■ EJERCICIO ESCRITO 1
Cita del texto el fragmento que comienza en "El segundo sí" y termina en "escogidos (Mt 14,22).", sin cambiar nada.
■ EJERCICIO ESCRITO 2
Según el texto, ¿con qué propósito responde Jesús al segundo discípulo con la frase "Deja que los muertos entierren a sus muertos"? Explícalo en una a tres oraciones.

■ TEXTO
REFLEXIÓN PARA EL MIÉRCOLES DE LA VIGÉSIMA SEXTA SEMANA DEL T.O. (2) 28-09-22

¿Estoy dispuesto a seguir los pasos del Maestro atendiendo a su llamado con todo lo que ese seguimiento implica?

Como primera lectura para hoy la liturgia continúa con el libro de Job (9,1-12.14-16) y la conversación que tiene con los tres amigos que vienen a consolarlo pero que, lejos de hacerlo, lo que logran es hacer más difícil su aceptación de lo que le está sucediendo. Job se mantiene firme en que es imposible escudriñar los misterios de Dios y cómo Él, en su infinita sabiduría dispone todo sin que podamos encontrar la respuesta a la famosa pregunta: ¿por qué?

La segunda lectura (Lc 9,57-62) nos presenta a Jesús, que continúa esa última “subida” a Jerusalén para enfrentar su hora suprema. Con tres frases lapidarias, dirigidas a tres de los discípulos que le acompañaban, Jesús expone las “condiciones” del seguimiento.

Vemos de entrada que el primero no es “llamado” por Jesús, sino que se ofrece voluntariamente. Jesús se limita a enumerar las dificultades, las privaciones, los sacrificios que el verdadero discípulo de Él ha de enfrentar. Es obvio que ese “voluntario” no está consciente que Jesús va camino a enfrentar su muerte, y que el discípulo tiene que estar dispuesto a compartir la misma suerte que su maestro.

El segundo sí es llamado, con la palabra única que Jesús suele utilizar: “Sígueme”. Este también pretende imponer sus propias condiciones al Maestro: “Déjame primero ir a enterrar a mi padre”, a lo que Jesús responde: “Deja que los muertos entierren a sus muertos; tú vete a anunciar el reino de Dios”. Con esta exageración, rayando en la locura, Jesús pretende sacudir al discípulo con el propósito de transmitir el mensaje de que NADA es más importante que el seguimiento y la misión. Más adelante lo dirá con toda claridad: “Cualquiera que venga a mí y no me ame más que a su padre y a su madre, a su mujer y a sus hijos, a sus hermanos y hermanas, y hasta a su propia vida, no puede ser mi discípulo” (Lc 14,26). Palabras fuertes, pero Jesús exige ese seguimiento radical, incondicional. Por eso muchos son los llamados pero pocos los escogidos (Mt 14,22).

■ DATOS
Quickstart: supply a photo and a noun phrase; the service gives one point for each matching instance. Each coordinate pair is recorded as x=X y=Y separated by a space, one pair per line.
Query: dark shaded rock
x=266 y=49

■ SOLUCIÓN 1
El segundo sí es llamado, con la palabra única que Jesús suele utilizar: “Sígueme”. Este también pretende imponer sus propias condiciones al Maestro: “Déjame primero ir a enterrar a mi padre”, a lo que Jesús responde: “Deja que los muertos entierren a sus muertos; tú vete a anunciar el reino de Dios”. Con esta exageración, rayando en la locura, Jesús pretende sacudir al discípulo con el propósito de transmitir el mensaje de que NADA es más importante que el seguimiento y la misión. Más adelante lo dirá con toda claridad: “Cualquiera que venga a mí y no me ame más que a su padre y a su madre, a su mujer y a sus hijos, a sus hermanos y hermanas, y hasta a su propia vida, no puede ser mi discípulo” (Lc 14,26). Palabras fuertes, pero Jesús exige ese seguimiento radical, incondicional. Por eso muchos son los llamados pero pocos los escogidos (Mt 14,22).

■ SOLUCIÓN 2
Con esa exageración, que raya en la locura, Jesús busca sacudir al discípulo. Quiere transmitirle que nada es más importante que el seguimiento y la misión.